None
DE PUÑO Y LETRA

El honor en un duelo

La invención de paradigmas románticos es un hábito común a nuestra mente en la que casi todos nos complacemos. El caso del duelo y sus códigos de honor como prolongación de las justas y torneos medievales, estimuló en Europa por muchos años la imaginación no sólo de los literatos, sino de la gente común. 
Para ser precisos, digamos que en su modalidad más formalizada esta práctica se empezó a dar desde el siglo XV en adelante y se extendió hasta bien entrado el siglo XX. El honor, esa abstracta vestimenta que ungía al hombre, se convirtió de repente en un pedestal del que nadie se quería bajar y por el que bien valía la pena morir o dar muerte.
Para que el duelo se concretara era necesaria la condición básica de una ofensa a la integridad o a la dignidad. Ese agravio podía ser de palabra o de obra; y aunque en teoría debía ser grave, su valoración era subjetiva, pues en la práctica tendía a ser definida por el ofendido. 
Otra condición era la calidad o la clase social de caballero al que se infringía una ofensa; es decir, que la contienda era también un mecanismo ligado a las élites. Se necesitaba luego de padrinos, uno o dos por cada parte, quienes tenían la tarea de exigir explicaciones para definir la magnitud del agravio, elegir en ocasiones las armas, pactar las condiciones y, cuando no existieran testigos, examinar el terreno del duelo y velar por el cumplimiento de lo acordado.
Una versión suficientemente documentada asegura que esta práctica fue llevada a España por los soldados de don Gonzalo Fernández de Córdoba, el Gran Capitán, cuando empezaron a enfrentarse a muerte los profesionales de la espada y, no mucho después, hasta los poetas espadachines. Tal el caso de Francisco Gómez de Quevedo, señor de la Torre de Juan Abad, que dio muerte en duelo a un caballero francés por el enojoso asunto de unas sayas; hecho que lo llevó a abandonar con urgencia España, uniéndose a la comitiva del duque de Osuna, pues tales enfrentamientos estaban penados con la muerte por los Reyes Católicos.
La importancia de los duelos fue determinante para el honor de cierta clase, pues entrechocar los aceros hasta que uno de los dos dejara este mundo era una forma de demostrar quién llevaba la razón en una discusión. “La idea básica era dejar al descubierto que el otro estaba mintiendo mediante las armas y que tú eras el que decía la verdad”, escribe el maestro de esgrima don Rodrigo Ordóñez. 
“Por eso el manejo de la espada era tan importante porque, en el caso de que no pudieses sostener lo que afirmabas con las armas y perdieras, significaba que no tenías honor y que habías mentido. En base a eso, si tú eras derrotado y no te mataban, tu familia solía expulsarte de casa, perdías todo tu dinero y debías empezar una nueva vida en otro sitio del mundo”.

__Entradas dadas__:

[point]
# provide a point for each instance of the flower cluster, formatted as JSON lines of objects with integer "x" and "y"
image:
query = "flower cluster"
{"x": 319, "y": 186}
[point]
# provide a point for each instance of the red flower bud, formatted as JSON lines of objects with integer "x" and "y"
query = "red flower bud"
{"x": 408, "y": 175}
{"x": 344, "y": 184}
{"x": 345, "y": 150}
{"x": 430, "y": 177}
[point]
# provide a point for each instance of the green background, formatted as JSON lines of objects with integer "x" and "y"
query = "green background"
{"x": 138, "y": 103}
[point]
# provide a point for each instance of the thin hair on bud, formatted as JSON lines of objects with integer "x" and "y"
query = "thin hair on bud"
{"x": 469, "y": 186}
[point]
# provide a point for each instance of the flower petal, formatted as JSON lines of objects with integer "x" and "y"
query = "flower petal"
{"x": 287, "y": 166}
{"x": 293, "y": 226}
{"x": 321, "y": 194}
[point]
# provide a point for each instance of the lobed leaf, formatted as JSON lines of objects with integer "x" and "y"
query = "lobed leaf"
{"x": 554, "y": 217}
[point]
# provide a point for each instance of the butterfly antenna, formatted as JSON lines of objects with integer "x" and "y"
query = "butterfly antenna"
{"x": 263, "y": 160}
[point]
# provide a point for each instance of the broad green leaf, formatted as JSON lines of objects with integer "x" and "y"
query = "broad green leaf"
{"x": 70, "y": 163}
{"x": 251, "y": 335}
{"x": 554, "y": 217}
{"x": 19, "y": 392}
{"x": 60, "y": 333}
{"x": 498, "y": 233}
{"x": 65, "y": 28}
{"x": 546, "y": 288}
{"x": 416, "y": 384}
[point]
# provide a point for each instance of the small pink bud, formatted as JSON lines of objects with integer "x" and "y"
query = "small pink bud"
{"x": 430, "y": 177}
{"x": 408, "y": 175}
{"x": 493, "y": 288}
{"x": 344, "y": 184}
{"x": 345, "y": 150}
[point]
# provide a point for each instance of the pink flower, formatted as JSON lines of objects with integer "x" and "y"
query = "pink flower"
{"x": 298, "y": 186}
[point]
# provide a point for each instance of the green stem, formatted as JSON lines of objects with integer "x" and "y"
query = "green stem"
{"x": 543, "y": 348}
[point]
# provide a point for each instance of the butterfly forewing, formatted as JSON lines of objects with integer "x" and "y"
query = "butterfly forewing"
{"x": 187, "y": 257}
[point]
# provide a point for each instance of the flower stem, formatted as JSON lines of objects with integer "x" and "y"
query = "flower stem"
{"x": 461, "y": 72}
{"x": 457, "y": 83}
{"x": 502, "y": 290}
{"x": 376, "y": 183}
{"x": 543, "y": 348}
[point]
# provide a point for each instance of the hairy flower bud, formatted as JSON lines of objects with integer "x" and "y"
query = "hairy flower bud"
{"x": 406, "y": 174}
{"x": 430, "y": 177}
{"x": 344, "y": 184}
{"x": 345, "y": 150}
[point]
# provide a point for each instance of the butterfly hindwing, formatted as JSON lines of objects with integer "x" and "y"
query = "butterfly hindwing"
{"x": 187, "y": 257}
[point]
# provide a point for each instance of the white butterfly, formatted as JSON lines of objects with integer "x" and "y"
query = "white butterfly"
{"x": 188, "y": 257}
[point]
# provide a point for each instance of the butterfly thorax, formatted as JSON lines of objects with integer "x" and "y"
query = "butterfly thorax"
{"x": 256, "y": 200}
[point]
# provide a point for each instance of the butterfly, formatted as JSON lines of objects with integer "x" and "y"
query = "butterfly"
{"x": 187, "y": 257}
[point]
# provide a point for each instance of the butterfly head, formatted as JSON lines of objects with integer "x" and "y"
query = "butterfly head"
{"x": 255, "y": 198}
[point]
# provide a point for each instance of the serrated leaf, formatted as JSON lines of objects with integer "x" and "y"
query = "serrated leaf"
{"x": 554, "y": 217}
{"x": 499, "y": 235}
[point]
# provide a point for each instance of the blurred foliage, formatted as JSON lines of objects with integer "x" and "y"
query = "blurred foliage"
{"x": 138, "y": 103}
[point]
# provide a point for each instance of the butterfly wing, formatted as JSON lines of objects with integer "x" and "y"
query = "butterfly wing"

__Consigna A__: Convierte en una lista breve el párrafo del texto sobre el duelo que empieza con "Otra condición era la calidad", sin perder sus datos principales.
__Consigna B__: Según el texto sobre el duelo, ¿quiénes llevaron esta práctica a España?

__Resultado A__:
- El ofendido tenía que ser un caballero, es decir, de cierta clase social; el duelo estaba ligado a las élites.
- Hacían falta padrinos, uno o dos por cada parte.
- Los padrinos exigían explicaciones para medir la gravedad de la ofensa.
- A veces elegían las armas.
- Acordaban las condiciones.
- Si no había testigos, revisaban el terreno y cuidaban que se cumpliera lo pactado.

__Resultado B__: Los soldados de don Gonzalo Fernández de Córdoba, el Gran Capitán.